- [Apply what you read]:
1 - Using the Vital Biosciences text, decide whether each statement agrees with it: (a) the VitalOne is designed for use in doctors' offices; (b) Koussa's father did not recover well after his surgery; (c) Tasso is based in Tel Aviv. For each one, answer yes or no and quote the words from the text that settle it.
2 - In the Vital Biosciences text, reproduce word for word the passage that begins with the words "The device is" and ends with "dad recovered well.)".
3 - Continue the Vital Biosciences article, picking up after its final sentence.

- [Excerpt]:

☆ ☆ ☆

Groom was introduced to the start-up by a friend who spoke highly of the team. After what he said was considerable due diligence, he concluded it would be difficult to pull off fraud twice in such a specialized field.

Vital Biosciences plans to conduct its first official demonstration on Monday at the annual meeting of the American Association of Clinical Chemistry in Anaheim, Calif. Theranos-watchers will be familiar with the event as the same one where Holmes spoke in 2016 to try to restore confidence in her company.

Debuting at AACC was deliberate, said Mounir Koussa, the start-up’s co-founder and its vice president of research and development. “We want to be on that same stage,” he said. “Let’s go to that same stage, and make friends, not enemies.”

A diagnostics machine called the VitalOne sits at the heart of the business. The device can run three main types of tests – hematology, clinical chemistry, and immunoassay – at the same time, the company said. The tests check for blood disorders like anemia; basic metabolic disorders, like high cholesterol or jaundice; and the presence of substances like vitamins or insulin.

The device is designed to be used in doctors’ offices. That contrasts with the typical setup where a patient might go to an outside clinic for their blood test, and that clinic in turn sends the blood off-site for testing. Those results usually take days or sometimes weeks to arrive.

The hope is that if results come in before a patient has left the office, a medical professional can take action without requiring a follow-up visit. Koussa said he felt the urgency of the work when his father missed an important medical phone call. The doctor was calling with alarming test results, and the delay meant his father didn’t get the right treatment for high cholesterol – leading to emergency quadruple-bypass surgery last year. (His dad recovered well.)

Vital Biosciences is part of a growing group of companies with echoes of Theranos. Other start-ups in blood diagnosis include Redwood City, Calif.-based Karius, which uses a single blood draw to detect pathogens, a process that often requires tissue samples. In Seattle, Tasso is working on several streamlined blood-collection devices, including a wear-at-home patch that received Food and Drug Administration clearance last year. And in Tel Aviv, Sight Diagnostics is working on a new device for complete blood counts, a test commonly ordered during annual physicals, that needs only a tiny amount of blood.

☆ ☆ ☆

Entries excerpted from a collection
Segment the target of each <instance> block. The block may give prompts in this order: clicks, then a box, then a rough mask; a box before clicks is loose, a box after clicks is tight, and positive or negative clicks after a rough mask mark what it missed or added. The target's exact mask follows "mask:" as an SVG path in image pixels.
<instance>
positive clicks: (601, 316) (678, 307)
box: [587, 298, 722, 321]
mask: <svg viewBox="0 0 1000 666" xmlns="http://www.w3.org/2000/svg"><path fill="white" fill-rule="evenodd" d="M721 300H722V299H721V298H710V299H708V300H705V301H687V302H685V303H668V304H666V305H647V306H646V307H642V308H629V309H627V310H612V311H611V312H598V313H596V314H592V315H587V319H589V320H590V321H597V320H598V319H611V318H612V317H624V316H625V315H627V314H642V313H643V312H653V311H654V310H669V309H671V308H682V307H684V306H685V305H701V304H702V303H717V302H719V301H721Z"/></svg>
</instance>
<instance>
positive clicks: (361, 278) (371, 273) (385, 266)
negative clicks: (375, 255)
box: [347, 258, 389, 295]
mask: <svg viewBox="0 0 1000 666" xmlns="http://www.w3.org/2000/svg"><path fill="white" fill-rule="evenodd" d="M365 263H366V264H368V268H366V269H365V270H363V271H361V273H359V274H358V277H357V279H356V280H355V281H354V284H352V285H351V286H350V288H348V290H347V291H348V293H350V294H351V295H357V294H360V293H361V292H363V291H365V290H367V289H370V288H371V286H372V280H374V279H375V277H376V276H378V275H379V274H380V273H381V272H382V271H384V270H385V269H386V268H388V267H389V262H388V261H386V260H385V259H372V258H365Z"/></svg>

☆ ☆ ☆

- [Responses to the exercise]:
1 -
(a) Yes: "The device is designed to be used in doctors’ offices."
(b) No: "(His dad recovered well.)"
(c) No: "In Seattle, Tasso is working on several streamlined blood-collection devices"

2 -
The device is designed to be used in doctors’ offices. That contrasts with the typical setup where a patient might go to an outside clinic for their blood test, and that clinic in turn sends the blood off-site for testing. Those results usually take days or sometimes weeks to arrive.

The hope is that if results come in before a patient has left the office, a medical professional can take action without requiring a follow-up visit. Koussa said he felt the urgency of the work when his father missed an important medical phone call. The doctor was calling with alarming test results, and the delay meant his father didn’t get the right treatment for high cholesterol – leading to emergency quadruple-bypass surgery last year. (His dad recovered well.)

3 -
Meanwhile, Stanford University genetics department chair Michael Snyder said earlier this year that he had developed a micro-sampling approach allowing for the measurement of thousands of molecules from a single drop of blood. That so many such ventures have stuck around even after the Theranos debacle is a testament to the viability of the technology – or at least the eternal optimism of entrepreneurs.

Vital Biosciences was founded in 2019, and its VitalOne device won’t be available to the public for a while. The start-up expects to start the first of two Food and Drug Administration processes in 2024. One aims to prove VitalOne is as good as current testing methods, and the second must show it works well in doctors’ offices. Each step will take six to nine months. If successful, it will receive Food and Drug Administration clearance for use.

One of the perks of the device is that it can run tests on a smaller amount of blood than is normally necessary. The minimum it will require is six drops, or one-eighth of a teaspoon. It might be years before patients can expect that treatment, because most medical offices still use equipment for vein-drawn blood that requires larger quantities.

When the industry eventually adjusts to capillary blood draws – meaning small amounts taken from a pinprick to the finger or shoulder – Vital will be ready, CEO Nadella said. “We want to fit into the existing infrastructure,” he said. “We’ve got this capability of both.” The claim is reminiscent of one made by Theranos, which said it could run tests on only one drop, but Vital Biosciences’ founders say their approach much more tenable.

Theranos is also a singular example of what not to do. The debacle has been a lesson, Nadella said, in making only measured predictions and seeking out peer review. “The fact that Theranos happened raised the bar in a really big way,” he said. “There’s not a day that goes by where we don’t talk about Theranos multiple times.”